▸ EXERCISE
Change "dot" to "marker" throughout the items below, keeping every other word as it stands, and leave the pictures out of your output.

▸ TASK INPUTS

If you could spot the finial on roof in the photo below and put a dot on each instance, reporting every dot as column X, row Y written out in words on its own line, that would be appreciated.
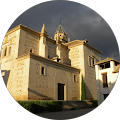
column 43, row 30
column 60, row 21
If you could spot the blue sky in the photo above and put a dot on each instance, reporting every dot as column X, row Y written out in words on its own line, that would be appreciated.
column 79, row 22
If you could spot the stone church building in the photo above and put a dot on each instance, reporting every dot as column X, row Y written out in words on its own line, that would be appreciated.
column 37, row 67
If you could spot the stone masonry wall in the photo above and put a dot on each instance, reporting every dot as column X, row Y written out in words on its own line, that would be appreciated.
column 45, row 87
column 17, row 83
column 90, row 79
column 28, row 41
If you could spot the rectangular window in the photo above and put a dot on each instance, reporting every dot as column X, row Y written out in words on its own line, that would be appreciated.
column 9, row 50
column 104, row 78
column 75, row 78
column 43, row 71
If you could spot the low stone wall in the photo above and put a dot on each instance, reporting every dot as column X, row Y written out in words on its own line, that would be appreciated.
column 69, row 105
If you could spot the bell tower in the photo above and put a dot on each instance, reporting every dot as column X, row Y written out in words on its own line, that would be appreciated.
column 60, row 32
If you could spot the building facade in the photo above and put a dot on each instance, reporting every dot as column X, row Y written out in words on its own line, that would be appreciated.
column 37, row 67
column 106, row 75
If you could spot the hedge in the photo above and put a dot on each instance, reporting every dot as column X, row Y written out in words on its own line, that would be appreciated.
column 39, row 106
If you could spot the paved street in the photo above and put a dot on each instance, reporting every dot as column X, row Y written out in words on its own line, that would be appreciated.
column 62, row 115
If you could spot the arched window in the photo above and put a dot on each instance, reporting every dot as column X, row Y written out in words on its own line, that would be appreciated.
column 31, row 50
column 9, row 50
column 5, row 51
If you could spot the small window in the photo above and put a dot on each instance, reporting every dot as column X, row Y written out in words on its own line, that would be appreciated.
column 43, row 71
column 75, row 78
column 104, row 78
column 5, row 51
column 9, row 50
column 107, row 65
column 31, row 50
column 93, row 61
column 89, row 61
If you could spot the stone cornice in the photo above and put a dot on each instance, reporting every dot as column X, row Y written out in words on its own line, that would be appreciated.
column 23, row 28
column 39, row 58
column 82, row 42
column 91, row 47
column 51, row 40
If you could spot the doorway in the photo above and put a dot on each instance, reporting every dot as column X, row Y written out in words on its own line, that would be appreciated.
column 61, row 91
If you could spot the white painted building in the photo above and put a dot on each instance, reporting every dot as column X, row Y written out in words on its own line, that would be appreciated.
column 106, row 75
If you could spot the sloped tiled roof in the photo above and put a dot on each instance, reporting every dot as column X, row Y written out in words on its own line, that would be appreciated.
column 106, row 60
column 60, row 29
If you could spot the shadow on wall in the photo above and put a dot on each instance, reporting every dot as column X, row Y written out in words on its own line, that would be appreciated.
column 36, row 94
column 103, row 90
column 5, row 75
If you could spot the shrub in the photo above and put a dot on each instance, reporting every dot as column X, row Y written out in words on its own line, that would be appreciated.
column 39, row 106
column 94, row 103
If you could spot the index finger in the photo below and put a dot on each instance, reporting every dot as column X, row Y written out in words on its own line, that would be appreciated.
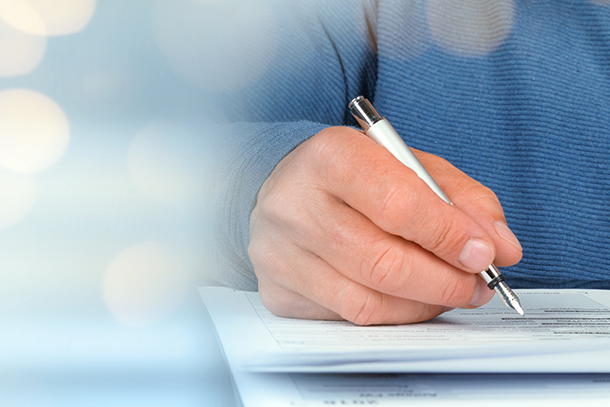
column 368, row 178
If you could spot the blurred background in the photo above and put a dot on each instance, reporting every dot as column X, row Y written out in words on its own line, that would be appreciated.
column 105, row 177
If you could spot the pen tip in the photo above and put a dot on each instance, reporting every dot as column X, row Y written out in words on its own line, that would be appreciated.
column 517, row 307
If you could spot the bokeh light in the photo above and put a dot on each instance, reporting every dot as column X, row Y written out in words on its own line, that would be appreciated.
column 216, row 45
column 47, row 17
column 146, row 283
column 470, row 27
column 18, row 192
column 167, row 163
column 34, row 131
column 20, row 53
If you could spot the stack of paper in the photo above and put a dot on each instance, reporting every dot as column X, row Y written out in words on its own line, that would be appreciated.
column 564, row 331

▸ OUTPUT OF THE TASK
If you could spot the finial on roof in the photo below and put a marker on each instance, reporting every marker as column X, row Y written out in words on its own line, that would be appreciated.
column 43, row 30
column 60, row 21
If you could spot the blue sky in the photo above and put a marker on each instance, reporting every marker as column X, row Y written out in words on its own line, that would be appreciated.
column 79, row 22
If you could spot the stone church building in the photo above and put a marker on each instance, reporting every marker as column X, row Y written out in words on its own line, that would be appreciated.
column 37, row 67
If you could spot the stone masonry wall in the photo above and put a marker on each instance, reporting every marker as column X, row Y written out in words on its own line, that would be appreciated.
column 45, row 87
column 17, row 83
column 90, row 79
column 28, row 41
If you could spot the rectangular window in the photo above and put a marker on each instance, reporting every marker as column X, row Y written out in words on its own line, that would be appreciated.
column 9, row 50
column 104, row 78
column 75, row 78
column 43, row 71
If you could spot the low stone wall in the photo above and put a marker on each instance, reporting every marker as column X, row Y written out in words on its own line, that would be appreciated.
column 69, row 105
If you could spot the bell tower in the photo above and put a marker on each instance, reporting every marker as column X, row Y written out in words on its own line, that would be appreciated.
column 60, row 32
If you could spot the building facade in the photo above and put a marker on each instance, reporting every marker as column X, row Y written out in words on its own line, that would be appreciated.
column 37, row 67
column 106, row 75
If you could spot the hedge in the photo above and put a marker on each instance, reporting every marker as column X, row Y written out in words on its own line, that would be appreciated.
column 39, row 106
If you could spot the paved street in the photo above and put a marker on each instance, reporting every marker as column X, row Y written out in words on its own line, that would be appreciated.
column 62, row 115
If you could spot the arched window in the photo above and put a marker on each instance, reporting every marker as column X, row Y written out in words on its own line, that would be appreciated.
column 31, row 50
column 9, row 50
column 5, row 51
If you could spot the small window in the photo above and put a marker on each instance, reporting every marker as column X, row Y written out in words on its own line, that would be appreciated.
column 43, row 71
column 75, row 78
column 104, row 78
column 5, row 51
column 9, row 50
column 107, row 65
column 31, row 50
column 93, row 61
column 89, row 61
If you could spot the stone cornice in the photo above and put a marker on each instance, reporting every marker as column X, row Y written out in words on its own line, that would be appreciated.
column 23, row 28
column 39, row 58
column 82, row 42
column 91, row 47
column 51, row 40
If you could spot the doorway in the photo above and put a marker on each instance, reporting every marker as column X, row Y written out in words on its own line, that would be appreciated.
column 61, row 91
If you could spot the white painted building in the photo above and put a marker on each instance, reporting every marker as column X, row Y written out in words on its own line, that would be appreciated.
column 106, row 75
If you could spot the sloped tiled roof in the photo above and put a marker on each instance, reporting every marker as column X, row Y written out in words on its own line, that would be appreciated.
column 106, row 60
column 60, row 29
If you could spot the shadow on wall in the photo above and put a marker on each instance, reporting every marker as column X, row Y written out in words on its own line, that would be appreciated.
column 36, row 94
column 103, row 90
column 5, row 75
If you could spot the shrub in the photo above and put a marker on each instance, reporting every marker as column X, row Y written out in words on its own line, that would be appreciated.
column 39, row 106
column 94, row 103
If you could spot the index finger in the photo below and put a marker on each instance, reporting every marker as column X, row Y written out in words on its own line, that would be appreciated.
column 368, row 178
If you could spot the blurred background in the photo above and put a marker on each instance, reporting every marker as column X, row Y written out in words on its own line, that would be appreciated.
column 105, row 177
If you could spot the pen tip in the photo above and put a marker on each instance, reporting every marker as column X, row Y written out in words on its own line, that would be appreciated.
column 517, row 307
If you could spot the bokeh light in the photo above and put a marker on each instance, reporting every marker as column X, row Y written out in words on its own line, that would be appreciated.
column 216, row 45
column 47, row 17
column 146, row 283
column 470, row 27
column 18, row 192
column 167, row 163
column 34, row 131
column 20, row 53
If you could spot the stack of paper in the photo above and put a marker on each instance, reporting every marker as column X, row Y written out in words on its own line, that would be appreciated.
column 564, row 331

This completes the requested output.